* **PROMPT**
Switch each occurrence of "largest circle" in the material below to "biggest circle", and give back the material with every other character left unchanged.

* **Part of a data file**

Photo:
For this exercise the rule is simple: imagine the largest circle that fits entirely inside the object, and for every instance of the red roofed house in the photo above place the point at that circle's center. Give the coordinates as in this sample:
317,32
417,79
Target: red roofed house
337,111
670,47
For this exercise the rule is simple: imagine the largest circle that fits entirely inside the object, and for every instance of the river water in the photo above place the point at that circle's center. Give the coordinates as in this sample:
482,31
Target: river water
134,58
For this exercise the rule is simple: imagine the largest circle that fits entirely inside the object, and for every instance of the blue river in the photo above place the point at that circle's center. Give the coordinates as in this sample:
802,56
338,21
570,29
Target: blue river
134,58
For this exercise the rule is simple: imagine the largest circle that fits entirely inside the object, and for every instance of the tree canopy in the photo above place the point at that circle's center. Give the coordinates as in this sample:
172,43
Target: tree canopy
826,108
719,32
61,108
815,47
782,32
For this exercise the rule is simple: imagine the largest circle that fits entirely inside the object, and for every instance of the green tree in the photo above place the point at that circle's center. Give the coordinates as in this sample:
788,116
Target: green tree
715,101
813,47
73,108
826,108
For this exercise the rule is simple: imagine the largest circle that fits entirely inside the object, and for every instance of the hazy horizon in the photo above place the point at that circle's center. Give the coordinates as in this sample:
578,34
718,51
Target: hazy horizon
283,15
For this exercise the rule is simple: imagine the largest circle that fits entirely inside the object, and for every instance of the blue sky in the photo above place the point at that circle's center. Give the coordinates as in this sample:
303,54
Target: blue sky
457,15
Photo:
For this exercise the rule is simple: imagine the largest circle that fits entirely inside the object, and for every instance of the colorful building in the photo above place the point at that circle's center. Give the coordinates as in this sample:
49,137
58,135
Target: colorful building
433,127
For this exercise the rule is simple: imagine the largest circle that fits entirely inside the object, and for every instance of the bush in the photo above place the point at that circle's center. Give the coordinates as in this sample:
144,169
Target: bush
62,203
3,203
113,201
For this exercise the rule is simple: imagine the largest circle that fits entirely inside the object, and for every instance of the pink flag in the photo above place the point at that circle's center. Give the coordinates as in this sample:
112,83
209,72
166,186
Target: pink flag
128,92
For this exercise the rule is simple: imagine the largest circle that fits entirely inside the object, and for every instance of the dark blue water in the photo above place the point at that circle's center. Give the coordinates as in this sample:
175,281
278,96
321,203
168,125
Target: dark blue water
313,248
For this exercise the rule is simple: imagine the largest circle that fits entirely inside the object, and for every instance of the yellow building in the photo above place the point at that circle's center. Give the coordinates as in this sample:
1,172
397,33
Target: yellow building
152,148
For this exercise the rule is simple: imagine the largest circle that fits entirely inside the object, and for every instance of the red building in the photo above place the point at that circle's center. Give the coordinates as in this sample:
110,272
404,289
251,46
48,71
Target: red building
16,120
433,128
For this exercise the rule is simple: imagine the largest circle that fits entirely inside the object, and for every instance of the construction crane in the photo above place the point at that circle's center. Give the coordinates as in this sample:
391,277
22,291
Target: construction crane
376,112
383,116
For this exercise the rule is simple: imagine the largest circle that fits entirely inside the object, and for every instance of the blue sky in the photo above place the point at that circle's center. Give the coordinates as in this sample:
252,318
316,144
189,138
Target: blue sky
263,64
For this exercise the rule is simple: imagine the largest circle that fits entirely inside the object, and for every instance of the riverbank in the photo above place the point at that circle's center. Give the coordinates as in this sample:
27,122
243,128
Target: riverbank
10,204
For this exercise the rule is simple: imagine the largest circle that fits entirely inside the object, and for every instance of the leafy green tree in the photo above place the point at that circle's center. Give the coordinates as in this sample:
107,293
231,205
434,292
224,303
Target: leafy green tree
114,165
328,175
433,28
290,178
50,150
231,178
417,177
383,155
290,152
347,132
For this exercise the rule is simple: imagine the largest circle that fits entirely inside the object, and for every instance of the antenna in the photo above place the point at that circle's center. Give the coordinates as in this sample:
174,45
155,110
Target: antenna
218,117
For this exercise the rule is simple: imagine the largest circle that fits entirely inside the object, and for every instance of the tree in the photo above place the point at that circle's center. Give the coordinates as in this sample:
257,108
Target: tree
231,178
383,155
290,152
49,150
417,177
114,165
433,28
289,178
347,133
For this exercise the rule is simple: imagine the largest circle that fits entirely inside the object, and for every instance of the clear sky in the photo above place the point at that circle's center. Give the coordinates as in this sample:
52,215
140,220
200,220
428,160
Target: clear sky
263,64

* **EXERCISE SOLUTION**
Photo:
For this exercise the rule is simple: imagine the biggest circle that fits entirely inside the object, and for every instance of the red roofed house in the photo above place the point at that circle's center. Give the coordinates as in this sample:
317,32
417,79
Target: red roofed house
337,111
670,47
For this exercise the rule is simple: imagine the biggest circle that fits entirely inside the object, and for every instance of the river water in the photo above place the point at that circle's center. Give the coordinates as in this sample:
482,31
Target: river water
134,58
For this exercise the rule is simple: imagine the biggest circle that fits entirely inside the object, and for every instance of the blue river in the photo above place the point at that circle's center. Give the coordinates as in this sample:
802,56
338,21
570,29
Target: blue river
134,58
For this exercise the rule is simple: imagine the biggest circle that fits entirely inside the object, and for every instance of the tree canopy in the photo above place the point at that circle's center. Give the coordinates as in this sample:
172,43
Target: tree canopy
826,108
719,32
61,108
815,47
782,32
For this exercise the rule is simple: imagine the biggest circle that fits entirely inside the object, and for every instance of the green tree in the photo above place the point at that circle's center. Give the coordinates as in this sample:
788,116
Target: green tree
715,101
813,47
73,108
826,108
For this exercise the rule is simple: imagine the biggest circle that fits entirely inside the object, and for every instance of the hazy horizon in the photo above place the point at that circle's center. Give the coordinates as in this sample:
578,34
718,51
Target: hazy horizon
283,15
For this exercise the rule is simple: imagine the biggest circle that fits entirely inside the object, and for every instance of the blue sky in the photo above place the point at that circle's center. Give the coordinates as in this sample:
303,54
Target: blue sky
457,15
Photo:
For this exercise the rule is simple: imagine the biggest circle that fits entirely inside the object, and for every instance of the colorful building in the photo above place the point at that circle's center. Give the coordinates as in this sample:
49,137
58,135
Target: colorful building
433,127
For this exercise the rule is simple: imagine the biggest circle that fits entirely inside the object, and for every instance of the bush in the photo above place the point at that circle's center. Give the coordinates as in this sample:
144,169
Target: bush
62,203
3,203
113,201
For this exercise the rule is simple: imagine the biggest circle that fits entirely inside the object, and for every instance of the pink flag in the photo above place the point at that circle's center. Give the coordinates as in this sample:
112,83
209,72
166,186
Target: pink flag
128,92
For this exercise the rule is simple: imagine the biggest circle that fits entirely inside the object, and for every instance of the dark blue water in the photo above place the point at that circle's center. Give the coordinates as in this sample:
175,281
278,96
321,203
168,125
Target: dark blue water
313,248
For this exercise the rule is simple: imagine the biggest circle that fits entirely inside the object, and for every instance of the yellow building in the photo above place the point at that circle's center. Give the coordinates as in this sample:
1,172
397,33
Target: yellow building
152,148
For this exercise the rule is simple: imagine the biggest circle that fits entirely inside the object, and for every instance of the red building in the photo above place the point at that circle's center. Give the coordinates as in this sample:
110,272
404,289
251,46
48,71
Target: red building
16,120
433,128
For this exercise the rule is simple: imagine the biggest circle that fits entirely inside the object, and for every instance of the construction crane in the photo above place the point at that circle's center. Give the coordinates as in this sample:
391,277
22,291
Target: construction crane
376,112
383,116
For this exercise the rule is simple: imagine the biggest circle that fits entirely inside the object, and for every instance of the blue sky in the photo above place the point at that circle's center. Give the coordinates as in this sample:
252,318
316,144
189,138
Target: blue sky
263,64
For this exercise the rule is simple: imagine the biggest circle that fits entirely inside the object, and for every instance of the riverbank in the photo above place the point at that circle's center. Give the coordinates as in this sample:
27,122
243,128
Target: riverbank
10,204
For this exercise the rule is simple: imagine the biggest circle that fits entirely inside the object, and for every instance of the leafy green tree in the photo above place the point at that circle's center. Give the coordinates as in this sample:
107,293
231,205
434,292
224,303
Target: leafy green tree
114,165
328,175
433,28
290,178
50,150
231,178
417,177
383,155
290,152
347,132
For this exercise the rule is simple: imagine the biggest circle that fits entirely inside the object, and for every instance of the antenna in the photo above place the point at that circle's center. Give the coordinates as in this sample:
174,45
155,110
Target: antenna
218,117
For this exercise the rule is simple: imagine the biggest circle that fits entirely inside the object, and for every instance of the tree in the photo above place the point at that circle's center. Give the coordinates as in this sample:
257,108
Target: tree
231,178
383,155
290,152
49,150
417,177
114,165
433,28
289,178
347,133
For this exercise the rule is simple: imagine the biggest circle that fits entirely inside the object, and for every instance of the clear sky in the photo above place the point at that circle's center. Give the coordinates as in this sample:
52,215
140,220
200,220
428,160
Target: clear sky
263,64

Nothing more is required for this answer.